◆ **Data in this exercise**

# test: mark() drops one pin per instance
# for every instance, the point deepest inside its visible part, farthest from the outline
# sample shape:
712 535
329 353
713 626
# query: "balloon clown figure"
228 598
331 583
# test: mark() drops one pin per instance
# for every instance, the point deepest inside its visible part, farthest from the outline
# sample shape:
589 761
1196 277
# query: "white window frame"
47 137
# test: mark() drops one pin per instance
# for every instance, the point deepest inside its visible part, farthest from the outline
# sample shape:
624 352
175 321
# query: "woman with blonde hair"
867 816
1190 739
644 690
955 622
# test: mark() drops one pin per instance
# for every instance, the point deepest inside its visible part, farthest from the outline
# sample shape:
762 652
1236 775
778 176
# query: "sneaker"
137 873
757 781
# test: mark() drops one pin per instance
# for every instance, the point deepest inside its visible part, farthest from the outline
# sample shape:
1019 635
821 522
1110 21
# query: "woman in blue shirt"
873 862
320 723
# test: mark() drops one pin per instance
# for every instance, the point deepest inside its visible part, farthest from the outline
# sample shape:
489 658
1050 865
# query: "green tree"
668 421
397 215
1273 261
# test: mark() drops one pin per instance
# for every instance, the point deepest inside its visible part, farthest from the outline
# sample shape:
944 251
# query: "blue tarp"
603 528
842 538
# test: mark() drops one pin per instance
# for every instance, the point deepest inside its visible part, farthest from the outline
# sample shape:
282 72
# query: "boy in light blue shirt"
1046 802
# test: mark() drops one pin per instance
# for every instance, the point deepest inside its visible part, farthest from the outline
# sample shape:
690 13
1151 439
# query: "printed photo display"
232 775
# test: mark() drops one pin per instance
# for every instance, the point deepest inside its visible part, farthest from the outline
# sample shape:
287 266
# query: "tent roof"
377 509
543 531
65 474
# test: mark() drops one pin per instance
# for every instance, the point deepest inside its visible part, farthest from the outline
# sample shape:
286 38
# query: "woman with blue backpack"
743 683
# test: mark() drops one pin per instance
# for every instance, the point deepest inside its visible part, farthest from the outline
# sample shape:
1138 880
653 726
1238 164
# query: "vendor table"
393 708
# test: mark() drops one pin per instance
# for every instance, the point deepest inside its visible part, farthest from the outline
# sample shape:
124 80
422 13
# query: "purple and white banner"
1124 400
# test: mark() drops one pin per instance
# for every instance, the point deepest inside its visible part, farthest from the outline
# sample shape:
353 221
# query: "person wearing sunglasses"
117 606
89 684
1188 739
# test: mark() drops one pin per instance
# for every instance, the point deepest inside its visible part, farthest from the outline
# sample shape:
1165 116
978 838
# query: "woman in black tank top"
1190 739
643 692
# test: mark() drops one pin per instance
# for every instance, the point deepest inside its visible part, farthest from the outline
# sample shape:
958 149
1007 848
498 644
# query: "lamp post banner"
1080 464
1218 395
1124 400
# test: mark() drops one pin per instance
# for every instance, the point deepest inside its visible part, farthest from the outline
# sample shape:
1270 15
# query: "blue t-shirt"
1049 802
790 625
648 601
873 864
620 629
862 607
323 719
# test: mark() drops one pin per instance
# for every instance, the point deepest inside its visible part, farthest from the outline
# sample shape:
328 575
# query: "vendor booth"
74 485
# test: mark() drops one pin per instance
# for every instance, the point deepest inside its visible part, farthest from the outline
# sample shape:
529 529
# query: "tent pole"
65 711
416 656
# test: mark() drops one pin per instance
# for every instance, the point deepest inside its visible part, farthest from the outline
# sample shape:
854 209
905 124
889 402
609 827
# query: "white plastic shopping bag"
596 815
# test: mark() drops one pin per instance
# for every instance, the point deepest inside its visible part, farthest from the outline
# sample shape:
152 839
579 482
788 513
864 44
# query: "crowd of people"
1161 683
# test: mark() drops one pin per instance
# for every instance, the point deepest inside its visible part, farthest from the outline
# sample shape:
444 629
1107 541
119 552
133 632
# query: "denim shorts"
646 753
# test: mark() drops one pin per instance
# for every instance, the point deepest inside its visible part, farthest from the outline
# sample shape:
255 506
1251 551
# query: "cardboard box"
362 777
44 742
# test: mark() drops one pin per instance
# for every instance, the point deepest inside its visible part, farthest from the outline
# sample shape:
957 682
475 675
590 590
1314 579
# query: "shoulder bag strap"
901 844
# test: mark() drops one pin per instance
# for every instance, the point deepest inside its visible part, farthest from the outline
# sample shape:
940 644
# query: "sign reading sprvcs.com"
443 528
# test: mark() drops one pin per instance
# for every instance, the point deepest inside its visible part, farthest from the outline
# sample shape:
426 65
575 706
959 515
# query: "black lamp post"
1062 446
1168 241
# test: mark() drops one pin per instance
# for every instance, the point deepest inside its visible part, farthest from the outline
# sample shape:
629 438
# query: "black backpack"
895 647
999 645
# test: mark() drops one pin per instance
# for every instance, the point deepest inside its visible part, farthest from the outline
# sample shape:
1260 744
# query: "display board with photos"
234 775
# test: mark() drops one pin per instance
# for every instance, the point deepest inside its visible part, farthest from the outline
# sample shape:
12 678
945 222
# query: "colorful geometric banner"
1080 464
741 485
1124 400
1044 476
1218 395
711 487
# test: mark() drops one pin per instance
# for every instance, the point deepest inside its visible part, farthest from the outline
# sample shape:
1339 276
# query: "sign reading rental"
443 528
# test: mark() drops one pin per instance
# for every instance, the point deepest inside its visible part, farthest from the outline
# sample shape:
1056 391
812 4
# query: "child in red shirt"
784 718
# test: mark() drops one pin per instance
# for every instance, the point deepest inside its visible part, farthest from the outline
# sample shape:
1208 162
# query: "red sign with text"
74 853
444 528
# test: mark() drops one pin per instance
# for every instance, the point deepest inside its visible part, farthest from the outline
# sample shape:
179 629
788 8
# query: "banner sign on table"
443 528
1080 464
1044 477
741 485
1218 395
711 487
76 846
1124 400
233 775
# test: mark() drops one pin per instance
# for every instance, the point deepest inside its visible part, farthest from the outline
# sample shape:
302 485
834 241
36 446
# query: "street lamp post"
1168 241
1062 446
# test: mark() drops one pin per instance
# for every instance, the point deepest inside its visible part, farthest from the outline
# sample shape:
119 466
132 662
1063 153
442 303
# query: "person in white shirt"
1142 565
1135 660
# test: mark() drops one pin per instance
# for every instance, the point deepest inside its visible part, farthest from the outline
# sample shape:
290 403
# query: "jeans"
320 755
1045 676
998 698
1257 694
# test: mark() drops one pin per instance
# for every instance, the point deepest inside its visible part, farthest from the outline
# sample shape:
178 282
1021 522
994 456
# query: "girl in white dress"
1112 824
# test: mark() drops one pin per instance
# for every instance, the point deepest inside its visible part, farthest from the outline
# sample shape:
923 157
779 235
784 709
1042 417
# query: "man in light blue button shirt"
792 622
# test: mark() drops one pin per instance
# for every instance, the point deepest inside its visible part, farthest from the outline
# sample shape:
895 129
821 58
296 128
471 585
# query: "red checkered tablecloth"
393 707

◆ **The problem**
Working from the material above, retype it in its entirety without change.

◆ **Exercise output**
# test: mark() drops one pin per instance
# for every instance, the point deepest inside its visible part, farthest from the outline
# sample shape:
712 535
329 353
713 626
# query: "balloon clown figure"
228 598
331 583
# test: mark() drops one pin per instance
# for every instance, the point deepest inside its visible part, farthest from the outline
# sample shape:
589 761
1196 277
# query: "white window frame"
47 137
# test: mark() drops one pin per instance
# for every instance, the point deepest inside its visible part, farthest from the outline
# sample shape:
624 352
175 321
# query: "woman with blonde hair"
867 816
1190 739
644 690
955 622
# test: mark() drops one pin per instance
# for every instance, the point deepest inside its visible part, farthest from the outline
# sample shape:
762 652
1236 775
778 176
# query: "sneaker"
137 873
757 781
# test: mark() drops one pin per instance
# for every instance, the point deepest inside its visible part, farthest from the outline
# sample shape:
1019 635
821 522
1110 21
# query: "woman in blue shirt"
873 862
320 723
# test: mark() drops one pin per instance
# for every instance, the point deepest inside its visible part, farthest from the outline
# sample shape:
489 658
1050 865
# query: "green tree"
668 421
397 215
1273 261
# test: mark() drops one pin per instance
# for every instance, the point deepest inside its visible part, farthest from the outline
# sample shape:
944 251
# query: "blue tarp"
603 528
842 538
# test: mark() drops one pin per instance
# for every instance, the point deepest inside its visible part, farthest from the outline
# sample shape:
282 72
# query: "boy in light blue shirt"
1046 802
# test: mark() drops one pin per instance
# for every instance, the point deepest inside its visible part, farthest from the outline
# sample shape:
690 13
1151 439
# query: "printed photo display"
232 775
# test: mark() drops one pin per instance
# for every instance, the point deepest inside its visible part, farthest from the outline
# sample shape:
287 266
# query: "tent roof"
377 509
543 531
65 474
# test: mark() drops one pin per instance
# for every instance, the point deepest inside its visible part, farthest from the outline
# sample shape:
286 38
# query: "woman with blue backpack"
743 683
# test: mark() drops one pin per instance
# for every instance, the point deepest inside its visible part, farthest from the outline
# sample shape:
1138 880
653 726
1238 164
# query: "vendor table"
393 708
# test: mark() drops one pin per instance
# for every instance, the point deepest inside its visible part, farthest from the outline
# sample shape:
124 80
422 13
# query: "purple and white banner"
1124 400
# test: mark() drops one pin per instance
# for every instance, the point deepest inside its visible part, farthest from the outline
# sample shape:
353 221
# query: "person wearing sunglasses"
117 606
89 684
1188 739
# test: mark() drops one pin per instance
# for every instance, the point deepest inside its visible part, farthest from the outline
# sample shape:
1165 116
978 838
# query: "woman in black tank top"
1190 739
643 692
# test: mark() drops one pin per instance
# for every instance, the point deepest inside its visible part, farthest from the outline
# sample shape:
958 149
1007 848
498 644
# query: "lamp post banner"
1080 464
1218 395
1124 400
# test: mark() drops one pin per instance
# for every instance, the point deepest inside its visible part, farthest from the outline
# sample shape:
1270 15
# query: "blue t-shirt"
1049 802
790 625
648 601
873 864
620 629
862 607
323 719
# test: mark() drops one pin per instance
# for every instance, the point deepest inside its visible part, farthest from the outline
# sample shape:
328 575
# query: "vendor booth"
74 485
# test: mark() drops one pin per instance
# for every instance, the point deepest inside its visible part, farthest from the outline
# sample shape:
529 529
# query: "tent pole"
65 711
416 656
# test: mark() drops one pin per instance
# for every instance, the point deepest inside its visible part, farthest from the outline
# sample shape:
854 209
905 124
889 402
609 827
# query: "white plastic shopping bag"
596 815
# test: mark() drops one pin per instance
# for every instance, the point deepest inside its visible part, farthest from the outline
# sample shape:
152 839
579 482
788 513
864 44
# query: "crowd of people"
1161 683
# test: mark() drops one pin per instance
# for every instance, the point deepest inside its visible part, farthest from the outline
# sample shape:
444 629
1107 541
119 552
133 632
# query: "denim shorts"
646 753
# test: mark() drops one pin per instance
# for every instance, the point deepest inside its visible part, farthest from the outline
# sample shape:
255 506
1251 551
# query: "cardboard box"
362 777
44 742
# test: mark() drops one pin per instance
# for every instance, the point deepest inside its visible part, farthest from the outline
# sample shape:
957 682
475 675
590 590
1314 579
# query: "shoulder bag strap"
901 844
# test: mark() drops one pin per instance
# for every instance, the point deepest inside its visible part, farthest from the outline
# sample shape:
940 644
# query: "sign reading sprvcs.com"
443 528
# test: mark() drops one pin per instance
# for every instance, the point deepest inside its visible part, farthest from the outline
# sample shape:
426 65
575 706
959 515
# query: "black lamp post"
1062 446
1168 241
# test: mark() drops one pin per instance
# for every instance, the point deepest inside its visible part, farthest from the outline
# sample shape:
629 438
# query: "black backpack"
895 647
999 645
# test: mark() drops one pin per instance
# for every instance, the point deepest inside its visible part, farthest from the outline
# sample shape:
1260 744
# query: "display board with photos"
234 775
# test: mark() drops one pin per instance
# for every instance, the point deepest inside its visible part, farthest from the outline
# sample shape:
12 678
945 222
# query: "colorful geometric banner"
1080 464
741 485
1124 400
1044 476
1218 395
711 487
# test: mark() drops one pin per instance
# for every instance, the point deepest inside its visible part, farthest from the outline
# sample shape:
1339 276
# query: "sign reading rental"
443 528
# test: mark() drops one pin per instance
# for every instance, the point deepest inside its visible part, farthest from the outline
# sample shape:
1056 391
812 4
# query: "child in red shirt"
784 718
# test: mark() drops one pin per instance
# for every instance, the point deepest inside its visible part, farthest from the outline
# sample shape:
1208 162
# query: "red sign with text"
74 853
444 528
# test: mark() drops one pin per instance
# for every instance, the point deepest inside its visible part, farthest from the outline
# sample shape:
179 629
788 8
# query: "banner sign on table"
443 528
1080 464
1044 477
741 485
1218 395
711 487
76 846
1124 400
233 775
# test: mark() drops one pin per instance
# for every instance, the point deepest inside its visible part, farthest from the outline
# sample shape:
302 485
834 241
36 446
# query: "street lamp post"
1168 241
1062 446
# test: mark() drops one pin per instance
# for every instance, the point deepest inside its visible part, farthest from the outline
# sample shape:
119 466
132 662
1063 153
442 303
# query: "person in white shirt"
1142 565
1135 660
# test: mark() drops one pin per instance
# for every instance, the point deepest inside its visible part, farthest from the outline
# sample shape:
290 403
# query: "jeans"
320 755
1045 676
998 698
1257 694
# test: mark() drops one pin per instance
# for every instance, the point deepest inside its visible part, farthest from the outline
# sample shape:
178 282
1021 522
994 456
# query: "girl in white dress"
1112 824
# test: mark() drops one pin per instance
# for every instance, the point deepest inside its visible part, farthest from the outline
# sample shape:
923 157
779 235
784 709
1042 417
# query: "man in light blue button shirt"
792 622
# test: mark() drops one pin per instance
# for every instance, the point deepest inside its visible part, farthest from the outline
# sample shape:
895 129
821 58
296 128
471 585
# query: "red checkered tablecloth"
393 707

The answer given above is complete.